## SHORT TASK
Rewrite the entries below with "power line" changed to "utility line", leaving every other part as it is.
— start SUPPLIED INFORMATION —
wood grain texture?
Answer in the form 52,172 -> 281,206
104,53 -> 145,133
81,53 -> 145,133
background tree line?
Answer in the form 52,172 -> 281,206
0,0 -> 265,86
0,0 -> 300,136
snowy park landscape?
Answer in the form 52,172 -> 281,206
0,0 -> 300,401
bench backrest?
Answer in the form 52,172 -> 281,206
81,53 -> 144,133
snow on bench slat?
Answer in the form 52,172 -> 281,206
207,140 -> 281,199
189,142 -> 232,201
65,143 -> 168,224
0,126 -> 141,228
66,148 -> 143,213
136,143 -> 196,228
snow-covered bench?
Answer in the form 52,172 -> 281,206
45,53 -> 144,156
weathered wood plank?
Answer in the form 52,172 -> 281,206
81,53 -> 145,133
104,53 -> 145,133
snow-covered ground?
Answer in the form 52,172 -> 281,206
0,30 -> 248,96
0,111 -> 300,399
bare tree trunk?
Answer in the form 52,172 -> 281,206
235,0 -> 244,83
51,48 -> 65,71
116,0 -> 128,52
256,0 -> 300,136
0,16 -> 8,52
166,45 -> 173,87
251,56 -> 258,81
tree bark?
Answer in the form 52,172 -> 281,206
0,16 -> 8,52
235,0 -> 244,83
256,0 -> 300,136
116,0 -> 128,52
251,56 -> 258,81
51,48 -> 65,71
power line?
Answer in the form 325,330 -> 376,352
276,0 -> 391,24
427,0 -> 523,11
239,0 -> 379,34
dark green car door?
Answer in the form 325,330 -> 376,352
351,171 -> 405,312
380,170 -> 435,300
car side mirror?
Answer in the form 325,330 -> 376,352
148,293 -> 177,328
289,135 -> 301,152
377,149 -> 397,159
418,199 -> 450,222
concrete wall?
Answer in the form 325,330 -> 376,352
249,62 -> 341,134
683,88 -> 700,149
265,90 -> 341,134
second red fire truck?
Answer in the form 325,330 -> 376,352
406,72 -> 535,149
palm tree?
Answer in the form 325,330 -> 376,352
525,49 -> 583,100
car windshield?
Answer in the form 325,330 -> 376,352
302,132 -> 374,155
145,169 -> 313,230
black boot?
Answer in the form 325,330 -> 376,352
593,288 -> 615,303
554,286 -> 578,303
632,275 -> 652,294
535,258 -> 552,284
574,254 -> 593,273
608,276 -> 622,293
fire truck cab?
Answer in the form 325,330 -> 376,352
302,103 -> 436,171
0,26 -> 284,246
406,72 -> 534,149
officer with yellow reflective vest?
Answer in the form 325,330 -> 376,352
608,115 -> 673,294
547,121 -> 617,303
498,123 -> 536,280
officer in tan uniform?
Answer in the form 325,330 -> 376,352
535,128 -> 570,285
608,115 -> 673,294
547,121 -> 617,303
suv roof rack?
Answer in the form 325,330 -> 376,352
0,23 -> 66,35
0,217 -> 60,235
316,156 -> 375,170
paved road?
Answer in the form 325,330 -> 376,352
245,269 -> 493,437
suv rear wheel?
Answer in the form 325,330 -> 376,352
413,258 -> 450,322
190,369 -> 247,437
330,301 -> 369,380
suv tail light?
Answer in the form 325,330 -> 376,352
— end SUPPLIED INFORMATION —
## TASK RESULT
wood grain texture?
Answer in the form 52,172 -> 281,206
104,53 -> 145,133
81,53 -> 145,133
background tree line?
Answer in the form 52,172 -> 281,206
0,0 -> 265,86
0,0 -> 300,136
snowy park landscape?
Answer in the form 52,172 -> 281,206
0,0 -> 300,401
bench backrest?
Answer in the form 52,172 -> 281,206
81,53 -> 144,133
snow on bench slat?
Answer in the form 52,172 -> 281,206
207,140 -> 281,199
189,142 -> 232,201
65,143 -> 168,224
0,126 -> 141,228
66,148 -> 143,213
136,143 -> 196,228
snow-covered bench?
Answer in the form 52,172 -> 281,206
45,53 -> 144,156
weathered wood plank?
Answer in the form 52,172 -> 281,206
81,53 -> 145,133
104,53 -> 145,133
snow-covered ground?
Answer in the form 52,172 -> 281,206
0,30 -> 248,96
0,111 -> 300,399
bare tree trunk?
Answer in the form 52,172 -> 281,206
235,0 -> 244,83
51,48 -> 65,71
116,0 -> 128,52
256,0 -> 300,136
0,16 -> 8,52
166,45 -> 173,87
251,56 -> 258,81
tree bark?
Answer in the form 52,172 -> 281,206
0,16 -> 8,52
235,0 -> 244,83
256,0 -> 300,136
116,0 -> 128,52
251,56 -> 258,81
51,48 -> 65,71
utility line?
Answer in the form 325,330 -> 376,352
276,0 -> 391,24
427,0 -> 523,11
239,0 -> 379,34
dark green car door?
Answer in the form 325,330 -> 376,352
351,171 -> 405,312
380,170 -> 435,300
car side mirror?
Answer in the form 325,330 -> 376,352
148,293 -> 177,328
289,135 -> 301,152
377,149 -> 397,159
418,199 -> 450,222
concrete wall?
Answer in the form 325,330 -> 376,352
249,62 -> 341,134
683,88 -> 700,149
265,90 -> 341,134
second red fire truck?
Answer in the form 325,330 -> 376,352
406,72 -> 535,149
palm tree?
Answer in the form 325,330 -> 376,352
525,49 -> 583,100
car windshield?
Answer in the form 325,330 -> 376,352
302,132 -> 374,155
145,169 -> 313,230
black boot?
Answer in the form 325,330 -> 376,352
593,288 -> 615,303
554,286 -> 578,303
632,275 -> 652,294
535,258 -> 552,284
574,254 -> 593,273
608,276 -> 622,293
fire truck cab?
Answer in the form 325,330 -> 376,352
302,103 -> 436,171
0,26 -> 284,246
406,72 -> 534,149
officer with yellow reflective vest?
Answer in the form 325,330 -> 376,352
608,115 -> 673,294
547,121 -> 617,303
498,123 -> 536,280
officer in tan uniform?
Answer in the form 325,330 -> 376,352
535,128 -> 570,285
608,115 -> 673,294
547,121 -> 617,303
suv roof rack?
Answer in the form 325,330 -> 376,352
0,23 -> 66,35
0,217 -> 60,235
316,156 -> 375,170
paved road?
Answer in the form 325,330 -> 376,352
245,269 -> 493,437
suv rear wheel?
Answer in the form 325,330 -> 376,352
413,258 -> 450,322
190,369 -> 247,437
330,301 -> 369,380
suv tail light?
Answer in the form 325,330 -> 376,352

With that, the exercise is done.